Prompt
Report how many lines of the material contain the string "headdress". Add nothing beyond the number.

========================================================================

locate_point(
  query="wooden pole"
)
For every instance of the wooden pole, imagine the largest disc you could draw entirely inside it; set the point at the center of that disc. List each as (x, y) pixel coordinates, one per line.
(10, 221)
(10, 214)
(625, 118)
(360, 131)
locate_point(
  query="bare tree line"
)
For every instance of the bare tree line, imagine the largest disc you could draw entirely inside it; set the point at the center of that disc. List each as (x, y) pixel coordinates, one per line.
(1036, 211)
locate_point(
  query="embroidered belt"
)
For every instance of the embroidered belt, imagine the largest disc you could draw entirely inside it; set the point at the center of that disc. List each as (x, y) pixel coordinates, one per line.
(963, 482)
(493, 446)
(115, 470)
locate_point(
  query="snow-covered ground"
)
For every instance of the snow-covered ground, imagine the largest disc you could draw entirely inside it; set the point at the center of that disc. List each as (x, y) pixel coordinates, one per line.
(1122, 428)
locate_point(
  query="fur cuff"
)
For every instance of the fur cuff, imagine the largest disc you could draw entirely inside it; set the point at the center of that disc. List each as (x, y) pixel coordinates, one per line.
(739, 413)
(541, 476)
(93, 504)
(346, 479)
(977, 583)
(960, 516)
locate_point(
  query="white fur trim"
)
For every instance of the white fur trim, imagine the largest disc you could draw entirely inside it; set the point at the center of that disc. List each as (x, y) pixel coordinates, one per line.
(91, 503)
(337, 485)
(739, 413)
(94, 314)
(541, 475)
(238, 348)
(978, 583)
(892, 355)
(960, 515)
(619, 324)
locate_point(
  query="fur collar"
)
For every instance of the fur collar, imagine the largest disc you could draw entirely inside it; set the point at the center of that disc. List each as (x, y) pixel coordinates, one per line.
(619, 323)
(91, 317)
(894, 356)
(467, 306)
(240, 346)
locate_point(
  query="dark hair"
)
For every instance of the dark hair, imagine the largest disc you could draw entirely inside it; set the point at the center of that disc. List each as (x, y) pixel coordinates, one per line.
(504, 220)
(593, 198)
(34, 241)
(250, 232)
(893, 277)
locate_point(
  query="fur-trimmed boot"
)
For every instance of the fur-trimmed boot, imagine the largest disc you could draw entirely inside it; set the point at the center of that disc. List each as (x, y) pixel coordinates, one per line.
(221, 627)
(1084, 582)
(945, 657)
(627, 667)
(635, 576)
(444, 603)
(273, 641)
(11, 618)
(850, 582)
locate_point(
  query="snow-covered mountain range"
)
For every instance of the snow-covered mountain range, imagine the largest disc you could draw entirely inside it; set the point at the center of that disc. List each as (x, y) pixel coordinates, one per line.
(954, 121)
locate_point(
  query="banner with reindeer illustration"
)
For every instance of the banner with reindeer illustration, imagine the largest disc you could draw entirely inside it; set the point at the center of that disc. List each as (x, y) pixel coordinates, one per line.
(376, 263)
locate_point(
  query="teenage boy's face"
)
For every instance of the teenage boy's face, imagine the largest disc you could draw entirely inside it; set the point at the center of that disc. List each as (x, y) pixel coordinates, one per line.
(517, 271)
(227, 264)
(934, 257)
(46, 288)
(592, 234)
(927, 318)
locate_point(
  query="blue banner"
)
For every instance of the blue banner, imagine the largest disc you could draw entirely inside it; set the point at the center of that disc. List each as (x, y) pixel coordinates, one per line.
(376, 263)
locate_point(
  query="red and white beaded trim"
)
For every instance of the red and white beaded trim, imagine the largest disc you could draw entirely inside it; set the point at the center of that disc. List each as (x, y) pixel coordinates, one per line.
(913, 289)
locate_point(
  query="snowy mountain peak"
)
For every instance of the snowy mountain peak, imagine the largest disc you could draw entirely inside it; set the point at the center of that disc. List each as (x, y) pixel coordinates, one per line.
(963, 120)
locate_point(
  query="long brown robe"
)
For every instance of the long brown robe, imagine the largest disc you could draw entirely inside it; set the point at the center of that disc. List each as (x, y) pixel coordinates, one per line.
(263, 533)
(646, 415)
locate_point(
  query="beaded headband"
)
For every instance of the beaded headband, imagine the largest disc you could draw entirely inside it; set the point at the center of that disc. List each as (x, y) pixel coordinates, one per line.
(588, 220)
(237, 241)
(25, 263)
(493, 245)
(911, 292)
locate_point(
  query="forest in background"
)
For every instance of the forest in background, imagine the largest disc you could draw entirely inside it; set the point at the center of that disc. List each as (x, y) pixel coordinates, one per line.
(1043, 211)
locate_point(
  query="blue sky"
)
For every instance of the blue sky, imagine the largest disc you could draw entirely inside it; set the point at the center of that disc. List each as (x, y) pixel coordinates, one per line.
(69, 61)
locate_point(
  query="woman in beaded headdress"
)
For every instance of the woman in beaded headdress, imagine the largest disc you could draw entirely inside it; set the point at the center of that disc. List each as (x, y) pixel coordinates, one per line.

========================================================================

Task result
2